■ RECORDED DATA:
##########
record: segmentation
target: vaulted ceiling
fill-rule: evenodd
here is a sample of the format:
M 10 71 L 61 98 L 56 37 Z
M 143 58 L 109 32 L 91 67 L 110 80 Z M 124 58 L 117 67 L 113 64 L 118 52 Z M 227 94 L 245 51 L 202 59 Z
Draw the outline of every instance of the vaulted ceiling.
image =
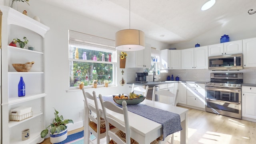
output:
M 172 44 L 190 40 L 241 14 L 256 10 L 255 0 L 44 0 L 42 1 L 146 37 Z M 255 14 L 256 15 L 256 14 Z M 129 20 L 130 18 L 130 21 Z M 130 24 L 129 24 L 130 22 Z

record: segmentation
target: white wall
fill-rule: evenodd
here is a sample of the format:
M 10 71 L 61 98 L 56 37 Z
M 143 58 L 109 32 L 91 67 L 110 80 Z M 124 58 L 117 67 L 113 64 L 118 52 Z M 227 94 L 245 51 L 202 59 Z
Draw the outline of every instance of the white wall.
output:
M 221 36 L 224 34 L 229 35 L 230 41 L 256 37 L 255 23 L 256 14 L 250 15 L 245 11 L 225 24 L 218 26 L 190 41 L 172 44 L 170 47 L 183 49 L 194 48 L 197 43 L 200 44 L 200 46 L 218 44 Z

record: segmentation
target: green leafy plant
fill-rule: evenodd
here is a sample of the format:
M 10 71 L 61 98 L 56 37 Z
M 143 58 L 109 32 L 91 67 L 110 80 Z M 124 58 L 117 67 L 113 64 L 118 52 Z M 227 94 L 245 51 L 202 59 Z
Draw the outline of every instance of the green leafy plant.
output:
M 12 8 L 12 5 L 13 5 L 13 2 L 26 2 L 29 6 L 30 6 L 29 4 L 28 3 L 28 1 L 29 0 L 12 0 L 12 4 L 11 4 L 11 6 L 10 7 L 11 8 Z
M 66 125 L 66 124 L 70 123 L 74 124 L 72 120 L 64 120 L 62 115 L 59 116 L 58 115 L 59 112 L 55 108 L 54 110 L 55 110 L 55 112 L 54 112 L 55 118 L 53 119 L 52 123 L 50 124 L 50 125 L 48 126 L 45 130 L 43 130 L 41 132 L 41 137 L 42 138 L 44 138 L 48 134 L 49 132 L 48 128 L 50 126 L 51 127 L 50 132 L 52 134 L 53 134 L 55 132 L 58 134 L 61 131 L 66 130 L 67 128 L 67 126 Z
M 27 39 L 27 38 L 24 36 L 23 37 L 23 39 L 24 39 L 24 42 L 22 42 L 19 39 L 16 38 L 13 39 L 13 42 L 18 42 L 19 43 L 20 48 L 23 48 L 25 47 L 25 46 L 28 42 L 28 40 Z

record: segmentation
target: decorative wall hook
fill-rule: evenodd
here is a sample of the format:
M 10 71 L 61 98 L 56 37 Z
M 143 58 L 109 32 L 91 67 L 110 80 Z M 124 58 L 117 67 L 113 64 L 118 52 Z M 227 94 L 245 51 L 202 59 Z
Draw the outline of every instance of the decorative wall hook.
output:
M 248 14 L 252 14 L 256 13 L 256 10 L 253 12 L 250 12 L 250 11 L 252 11 L 253 10 L 253 9 L 249 10 L 248 10 Z

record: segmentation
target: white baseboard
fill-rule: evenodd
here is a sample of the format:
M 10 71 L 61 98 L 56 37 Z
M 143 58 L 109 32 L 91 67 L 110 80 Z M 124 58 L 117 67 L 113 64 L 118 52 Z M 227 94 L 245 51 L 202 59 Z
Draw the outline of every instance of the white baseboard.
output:
M 74 123 L 74 124 L 68 125 L 68 131 L 73 130 L 79 128 L 84 126 L 84 121 L 82 121 Z

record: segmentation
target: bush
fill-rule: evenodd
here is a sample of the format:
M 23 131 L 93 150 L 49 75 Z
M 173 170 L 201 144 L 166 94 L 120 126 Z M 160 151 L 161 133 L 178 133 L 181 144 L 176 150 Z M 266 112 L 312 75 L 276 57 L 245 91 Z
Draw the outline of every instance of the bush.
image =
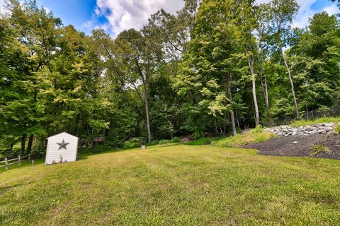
##########
How many lines in the material above contain the string "wall"? Case counts, and the reply should be the number alone.

■ FINAL RESULT:
4